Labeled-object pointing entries
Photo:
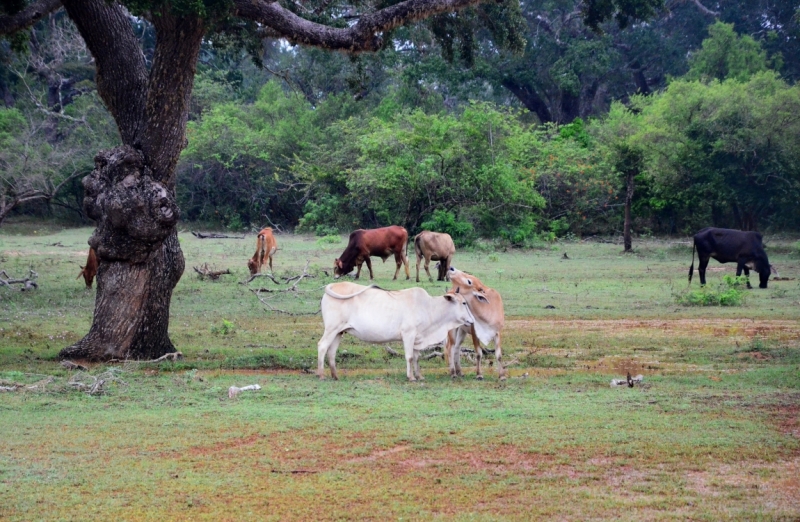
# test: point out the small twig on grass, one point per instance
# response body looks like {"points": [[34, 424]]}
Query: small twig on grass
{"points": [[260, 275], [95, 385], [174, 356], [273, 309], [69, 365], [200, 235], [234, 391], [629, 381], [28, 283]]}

--

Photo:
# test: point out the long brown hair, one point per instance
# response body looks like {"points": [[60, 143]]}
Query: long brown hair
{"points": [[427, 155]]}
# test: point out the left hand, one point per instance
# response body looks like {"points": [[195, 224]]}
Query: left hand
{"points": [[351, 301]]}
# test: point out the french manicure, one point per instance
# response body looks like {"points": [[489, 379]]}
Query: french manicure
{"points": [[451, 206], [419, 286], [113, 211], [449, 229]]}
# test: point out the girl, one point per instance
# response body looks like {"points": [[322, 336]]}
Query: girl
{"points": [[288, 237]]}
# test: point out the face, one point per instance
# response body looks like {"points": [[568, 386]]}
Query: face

■ **WHAT TO PRODUCE**:
Pull out every line in the entries above that contains the string "Query". Copy each line in full.

■ **RESULT**:
Query: small twig on grass
Query: long brown hair
Query: left hand
Query: french manicure
Query: girl
Query: face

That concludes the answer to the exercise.